* **SEITENTEXT**
/---
Montag, 11. Mai 2009

Was in Christchurch und danach geschah

Eine Woche verging und ich verließ Christchurch, die mit Bibeln gepflasterte, von Weihwasserströmen durchzogene Oase christlicher Nächstenliebe wieder. In meiner Kameratasche hatte es sich mein neu erworbener JVC Camcorder schon recht gemütlich gemacht. So oft es ging fütterte ich ihn mit Strom, Bild und Ton.

Erste Gelegenheit bot sich mir dazu in Kaikoura, dem zu Hause der neuseeländischen Wale und Delphine (ICH LEHNE ES AB DELPHIN MIT "F" ZU SCHREIBEN!). Aufnahmen vom Meer, vom Meerstrand und Meermöwen und noch viel mehr Meer! Nach Kaikoura fuhr ich mit dem Bus, da mir dies im Vergleich zum per Anhalter-Fahren bequemer erschien. Der Busfahrer sah aus wie ein neuseeländischer Weihnachtsmann, also dicklich, langer weißer Bart, weißes Haar und ein sehr gemütlicher Gesichtsausdruck. Allerdings für den echten Weihnachtsmann untypisch und das brachte eben das Kiwifeeling, so dermaßen stark tätowiert, dass man meinen könnte der gute Mann hätte sich jede Einkaufsliste, jede Notiz, Wegbeschreibung auf sein damals noch fleischfarbenes Äußeres stechen lassen.

Im Bus sitzend flogen an mir noch mal all die schöne Erinnerungen an Christchurch vorbei. Wie z.B. die Unterhaltung mit der ominösen Frau nach dem Kings of Leon Konzert.
\---
* **DATENSÄTZE**
/---
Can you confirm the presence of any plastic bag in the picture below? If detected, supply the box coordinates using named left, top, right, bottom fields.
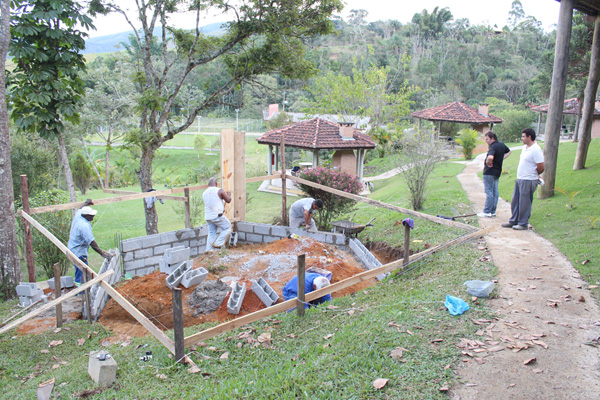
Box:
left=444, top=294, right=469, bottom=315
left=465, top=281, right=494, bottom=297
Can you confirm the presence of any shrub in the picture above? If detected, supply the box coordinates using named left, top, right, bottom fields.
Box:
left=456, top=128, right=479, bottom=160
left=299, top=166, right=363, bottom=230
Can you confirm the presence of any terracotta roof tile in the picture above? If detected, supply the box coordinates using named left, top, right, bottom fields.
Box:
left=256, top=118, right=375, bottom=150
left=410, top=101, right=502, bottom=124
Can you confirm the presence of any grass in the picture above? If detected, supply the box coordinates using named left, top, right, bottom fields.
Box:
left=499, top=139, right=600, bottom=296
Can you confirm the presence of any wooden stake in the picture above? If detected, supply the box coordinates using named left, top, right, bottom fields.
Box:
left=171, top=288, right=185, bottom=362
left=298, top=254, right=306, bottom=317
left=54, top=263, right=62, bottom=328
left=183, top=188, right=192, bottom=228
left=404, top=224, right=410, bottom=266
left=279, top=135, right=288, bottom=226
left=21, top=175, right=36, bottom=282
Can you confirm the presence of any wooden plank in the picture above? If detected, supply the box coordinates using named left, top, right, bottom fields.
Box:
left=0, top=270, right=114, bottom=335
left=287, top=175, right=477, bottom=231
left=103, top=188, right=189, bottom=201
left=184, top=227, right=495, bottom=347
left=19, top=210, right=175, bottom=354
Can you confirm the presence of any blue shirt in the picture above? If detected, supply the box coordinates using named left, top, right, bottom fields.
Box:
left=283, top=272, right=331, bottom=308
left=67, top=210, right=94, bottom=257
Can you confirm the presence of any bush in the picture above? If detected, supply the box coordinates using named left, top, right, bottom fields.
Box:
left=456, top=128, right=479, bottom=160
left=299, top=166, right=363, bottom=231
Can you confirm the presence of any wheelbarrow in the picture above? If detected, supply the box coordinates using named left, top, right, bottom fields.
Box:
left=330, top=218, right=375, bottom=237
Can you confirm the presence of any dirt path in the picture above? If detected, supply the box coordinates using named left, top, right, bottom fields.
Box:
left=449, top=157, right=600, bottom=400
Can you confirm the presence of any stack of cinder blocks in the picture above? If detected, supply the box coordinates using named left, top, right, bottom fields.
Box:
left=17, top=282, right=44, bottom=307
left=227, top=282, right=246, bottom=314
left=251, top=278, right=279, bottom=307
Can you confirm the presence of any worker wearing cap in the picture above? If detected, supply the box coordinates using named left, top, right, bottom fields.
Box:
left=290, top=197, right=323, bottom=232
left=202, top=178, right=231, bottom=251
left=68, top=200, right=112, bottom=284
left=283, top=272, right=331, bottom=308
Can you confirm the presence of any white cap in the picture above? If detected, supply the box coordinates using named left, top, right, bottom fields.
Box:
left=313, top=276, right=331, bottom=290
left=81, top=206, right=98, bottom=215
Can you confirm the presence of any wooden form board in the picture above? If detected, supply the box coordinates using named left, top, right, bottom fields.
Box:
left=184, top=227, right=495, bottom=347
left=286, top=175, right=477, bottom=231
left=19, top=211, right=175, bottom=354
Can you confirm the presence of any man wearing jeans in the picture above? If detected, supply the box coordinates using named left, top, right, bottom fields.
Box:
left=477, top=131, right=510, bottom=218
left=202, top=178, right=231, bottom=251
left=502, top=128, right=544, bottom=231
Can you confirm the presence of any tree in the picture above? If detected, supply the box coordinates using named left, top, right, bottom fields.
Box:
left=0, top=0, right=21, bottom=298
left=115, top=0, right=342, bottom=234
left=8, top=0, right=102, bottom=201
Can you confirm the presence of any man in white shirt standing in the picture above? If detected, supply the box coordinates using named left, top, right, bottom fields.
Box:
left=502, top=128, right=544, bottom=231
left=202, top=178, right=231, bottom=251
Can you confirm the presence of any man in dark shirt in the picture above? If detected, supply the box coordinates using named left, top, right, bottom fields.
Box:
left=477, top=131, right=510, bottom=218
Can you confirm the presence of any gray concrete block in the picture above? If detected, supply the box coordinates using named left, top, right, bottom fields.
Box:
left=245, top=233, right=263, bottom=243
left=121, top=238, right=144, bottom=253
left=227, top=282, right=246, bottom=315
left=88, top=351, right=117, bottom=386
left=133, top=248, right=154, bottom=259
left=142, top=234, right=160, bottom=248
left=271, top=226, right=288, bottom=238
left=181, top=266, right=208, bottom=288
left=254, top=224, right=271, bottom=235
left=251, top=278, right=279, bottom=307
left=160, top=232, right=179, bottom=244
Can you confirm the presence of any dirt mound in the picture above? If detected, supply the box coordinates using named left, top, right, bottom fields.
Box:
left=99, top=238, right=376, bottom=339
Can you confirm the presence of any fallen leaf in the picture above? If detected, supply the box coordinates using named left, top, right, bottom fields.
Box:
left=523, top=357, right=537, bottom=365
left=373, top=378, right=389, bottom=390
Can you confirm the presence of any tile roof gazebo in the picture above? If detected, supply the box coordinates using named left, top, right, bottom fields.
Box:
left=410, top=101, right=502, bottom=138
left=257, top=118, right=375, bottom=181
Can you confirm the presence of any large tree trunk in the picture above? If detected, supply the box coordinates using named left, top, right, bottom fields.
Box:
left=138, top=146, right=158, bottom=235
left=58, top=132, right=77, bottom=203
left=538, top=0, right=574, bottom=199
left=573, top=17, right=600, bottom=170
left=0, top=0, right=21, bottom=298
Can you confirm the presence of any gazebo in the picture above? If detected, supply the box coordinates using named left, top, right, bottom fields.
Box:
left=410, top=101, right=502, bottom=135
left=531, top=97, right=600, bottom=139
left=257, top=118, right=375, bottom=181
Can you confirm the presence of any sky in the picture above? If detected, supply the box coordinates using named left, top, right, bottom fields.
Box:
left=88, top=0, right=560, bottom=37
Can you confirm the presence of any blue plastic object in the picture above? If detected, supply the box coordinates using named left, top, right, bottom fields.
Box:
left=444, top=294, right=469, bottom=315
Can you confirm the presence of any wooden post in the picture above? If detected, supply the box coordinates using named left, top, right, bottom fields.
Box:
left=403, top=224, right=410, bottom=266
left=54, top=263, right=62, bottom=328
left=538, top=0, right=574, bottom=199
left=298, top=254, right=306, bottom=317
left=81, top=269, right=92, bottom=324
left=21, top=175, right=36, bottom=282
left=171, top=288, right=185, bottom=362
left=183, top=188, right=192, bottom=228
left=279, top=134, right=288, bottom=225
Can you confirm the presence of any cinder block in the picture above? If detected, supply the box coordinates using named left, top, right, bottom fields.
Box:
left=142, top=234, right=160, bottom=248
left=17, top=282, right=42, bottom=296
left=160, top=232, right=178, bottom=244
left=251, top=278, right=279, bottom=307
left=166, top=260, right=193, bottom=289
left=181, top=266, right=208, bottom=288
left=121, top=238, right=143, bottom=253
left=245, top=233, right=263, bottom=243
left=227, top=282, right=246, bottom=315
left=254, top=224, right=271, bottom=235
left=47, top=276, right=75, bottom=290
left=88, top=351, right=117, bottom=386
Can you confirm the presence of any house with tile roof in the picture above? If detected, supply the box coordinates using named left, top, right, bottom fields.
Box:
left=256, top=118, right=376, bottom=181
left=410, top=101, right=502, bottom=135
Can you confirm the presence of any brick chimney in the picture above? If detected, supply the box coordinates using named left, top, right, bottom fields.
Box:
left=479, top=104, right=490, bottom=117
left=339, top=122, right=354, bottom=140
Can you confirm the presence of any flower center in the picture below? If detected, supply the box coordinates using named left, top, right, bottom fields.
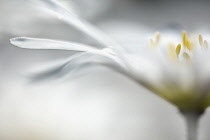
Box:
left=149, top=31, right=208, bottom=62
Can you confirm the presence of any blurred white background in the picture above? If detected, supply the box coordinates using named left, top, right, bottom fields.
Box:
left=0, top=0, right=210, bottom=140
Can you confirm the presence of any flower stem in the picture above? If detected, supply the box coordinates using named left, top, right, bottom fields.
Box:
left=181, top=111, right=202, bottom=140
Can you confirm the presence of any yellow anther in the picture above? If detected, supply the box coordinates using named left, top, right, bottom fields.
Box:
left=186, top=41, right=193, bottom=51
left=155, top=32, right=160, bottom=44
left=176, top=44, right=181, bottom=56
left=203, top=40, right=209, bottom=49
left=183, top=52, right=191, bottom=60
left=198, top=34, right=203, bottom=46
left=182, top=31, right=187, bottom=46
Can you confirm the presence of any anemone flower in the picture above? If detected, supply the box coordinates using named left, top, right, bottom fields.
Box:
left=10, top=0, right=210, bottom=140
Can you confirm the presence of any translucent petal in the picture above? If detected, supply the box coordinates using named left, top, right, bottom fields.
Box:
\---
* **ZU ERLEDIGENDE SCHRITTE**
A – Beantworten Sie anhand des Seitentexts die folgenden Fragen, jede in einer eigenen Zeile:
(i) Von welcher Marke ist der neu erworbene Camcorder in der Kameratasche?
(ii) Mit welchem Verkehrsmittel ging es nach Kaikoura?
(iii) Nach welchem Konzert fand die Unterhaltung mit der ominösen Frau statt?
B – Setzen Sie den Seitentext über die Reise von Christchurch nach Kaikoura im gleichen Ton fort, beginnend nach seinem letzten Satz.

* **ERWARTETE ERGEBNISSE**
A –
(i) JVC
(ii) Mit dem Bus
(iii) Nach dem Kings of Leon Konzert

B –
Nacht in Christchurch. Ich laufe entlang einer großen mehrspurigen Straße, die links und rechts mit Autohäusern und Werkstätten gesäumt ist. Kaum ein Auto ist unterwegs, ebenso wenig Menschen. Ich bin nicht mehr weit von der Straße entfernt, in die ich einbiegen muss, um ins Stadtzentrum zu gelangen, als ich 100 Meter vor mir eine Frau, leicht von der einen zu anderen Gehwegseite schwankend, entdecke. Sie hält sich wacker und versucht geradeaus zu laufen. Das gelbe Licht der Straßenlaternen tränkt die Szenerie in eine etwas melancholische Stimmung. Kaum bin ich auf ihrer Höhe angelangt, spricht sie mich an und fragt, ob ich eine Zigarette für sie hätte.

"Nein", sage ich,"ich bin Nichtraucher"!(Manchmal schon, aber ich wollte die ganze Angelegenheit möglichst einfach halten)

"Ja, ist ne schlechte Angewohnheit", erwidert sie.

Wir laufen nebeneinander, d.h. ich laufe, sie schwankt immer noch.

Ich denke mir, "mach doch ein wenig Smalltalk."

"Und wo geht's bei dir heute Abend noch hin?"

"Ich gehe auf Arbeit!" Die Uhr zeigt 23:34 Uhr. Der Ein oder Andere könnte sich jetzt schon denken, was ihre Tätigkeit ist. Tja, ich stand etwas auf dem Schlauch.

"Uuund...was arbeitest du so?"
(Der Authenzität halber habe ich ihre Antwort hier in Englisch geschrieben. Ich bitte um geteilte Aufmerksamkeit!)

"I'm a hooker." Hmmm, dachte ich, hooker? hooker?, nee, keine Ahnung was das sein soll!

"Hooker, was ist das?"

"Ich bin eine Prostituierte, ne Hure!"

Ah, jetzt hat's geklingelt.

STILLE!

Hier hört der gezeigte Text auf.